**Directive:** Only the lines from the one with "Put a single dot on each instance of the white roof" onward are wanted, through the last line of the entries, set down exactly.

**Recorded information:**
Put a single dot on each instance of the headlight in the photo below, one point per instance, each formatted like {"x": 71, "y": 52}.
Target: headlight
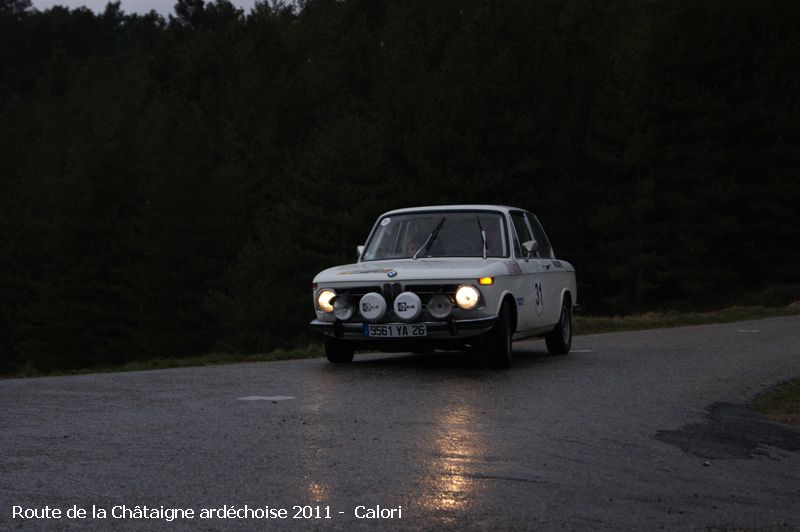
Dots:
{"x": 439, "y": 306}
{"x": 467, "y": 297}
{"x": 342, "y": 308}
{"x": 324, "y": 300}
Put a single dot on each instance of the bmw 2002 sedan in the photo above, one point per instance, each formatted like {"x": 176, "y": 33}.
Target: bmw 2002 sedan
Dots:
{"x": 448, "y": 277}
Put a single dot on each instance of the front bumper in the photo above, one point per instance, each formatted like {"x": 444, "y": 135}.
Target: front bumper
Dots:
{"x": 437, "y": 330}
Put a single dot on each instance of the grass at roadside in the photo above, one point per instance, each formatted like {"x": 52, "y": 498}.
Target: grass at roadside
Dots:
{"x": 582, "y": 325}
{"x": 310, "y": 351}
{"x": 782, "y": 403}
{"x": 658, "y": 320}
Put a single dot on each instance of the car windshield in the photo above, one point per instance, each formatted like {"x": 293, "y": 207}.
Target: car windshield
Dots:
{"x": 459, "y": 234}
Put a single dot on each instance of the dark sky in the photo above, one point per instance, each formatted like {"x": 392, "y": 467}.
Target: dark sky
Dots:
{"x": 164, "y": 7}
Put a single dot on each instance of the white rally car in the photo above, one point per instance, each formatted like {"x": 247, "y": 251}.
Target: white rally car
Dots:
{"x": 448, "y": 277}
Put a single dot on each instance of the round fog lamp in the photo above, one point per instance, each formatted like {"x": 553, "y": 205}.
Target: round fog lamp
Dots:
{"x": 407, "y": 306}
{"x": 324, "y": 300}
{"x": 342, "y": 309}
{"x": 372, "y": 306}
{"x": 467, "y": 297}
{"x": 440, "y": 306}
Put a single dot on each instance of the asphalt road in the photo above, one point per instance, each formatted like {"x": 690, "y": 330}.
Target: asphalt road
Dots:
{"x": 642, "y": 430}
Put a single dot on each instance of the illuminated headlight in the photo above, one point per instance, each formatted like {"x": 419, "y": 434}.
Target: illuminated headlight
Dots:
{"x": 439, "y": 306}
{"x": 467, "y": 297}
{"x": 342, "y": 308}
{"x": 324, "y": 300}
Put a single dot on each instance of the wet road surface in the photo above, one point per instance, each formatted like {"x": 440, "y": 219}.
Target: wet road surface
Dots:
{"x": 642, "y": 430}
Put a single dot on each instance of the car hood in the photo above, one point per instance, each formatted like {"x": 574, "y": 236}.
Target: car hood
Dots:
{"x": 413, "y": 270}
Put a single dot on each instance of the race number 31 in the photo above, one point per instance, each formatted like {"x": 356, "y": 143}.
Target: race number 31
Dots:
{"x": 538, "y": 296}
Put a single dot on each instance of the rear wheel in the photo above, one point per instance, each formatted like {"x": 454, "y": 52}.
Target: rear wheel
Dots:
{"x": 559, "y": 340}
{"x": 498, "y": 340}
{"x": 338, "y": 351}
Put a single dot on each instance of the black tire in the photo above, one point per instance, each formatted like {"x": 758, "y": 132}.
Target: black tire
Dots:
{"x": 338, "y": 351}
{"x": 559, "y": 340}
{"x": 498, "y": 340}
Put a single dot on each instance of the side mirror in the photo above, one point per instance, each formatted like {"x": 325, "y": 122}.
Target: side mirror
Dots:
{"x": 531, "y": 247}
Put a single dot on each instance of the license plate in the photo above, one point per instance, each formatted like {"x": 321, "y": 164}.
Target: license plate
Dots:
{"x": 395, "y": 330}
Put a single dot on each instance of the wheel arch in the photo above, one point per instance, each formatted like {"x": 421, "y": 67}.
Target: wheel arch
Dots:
{"x": 512, "y": 304}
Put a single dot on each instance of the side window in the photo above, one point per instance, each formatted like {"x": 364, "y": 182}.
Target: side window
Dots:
{"x": 521, "y": 233}
{"x": 545, "y": 251}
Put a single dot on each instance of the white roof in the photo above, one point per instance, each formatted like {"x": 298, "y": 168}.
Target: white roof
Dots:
{"x": 465, "y": 207}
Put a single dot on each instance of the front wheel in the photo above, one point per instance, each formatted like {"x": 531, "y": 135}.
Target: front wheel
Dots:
{"x": 338, "y": 351}
{"x": 559, "y": 340}
{"x": 498, "y": 340}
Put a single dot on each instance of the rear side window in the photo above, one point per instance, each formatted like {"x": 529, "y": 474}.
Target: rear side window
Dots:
{"x": 545, "y": 251}
{"x": 521, "y": 233}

**The solution:**
Put a single dot on each instance of the white roof in the photo above, one point per instance, each formatted like {"x": 298, "y": 168}.
Target: white roof
Dots:
{"x": 465, "y": 207}
Put a single dot on each instance of the front wheel in the photo above, one point per instance, each formatted like {"x": 531, "y": 135}.
Target: front wheel
Dots:
{"x": 338, "y": 351}
{"x": 559, "y": 340}
{"x": 498, "y": 340}
Put a single dot on each instance of the rear side window in the photo above, one point per instance, each formatted like {"x": 529, "y": 474}.
Target: rear side window
Dots:
{"x": 545, "y": 251}
{"x": 521, "y": 233}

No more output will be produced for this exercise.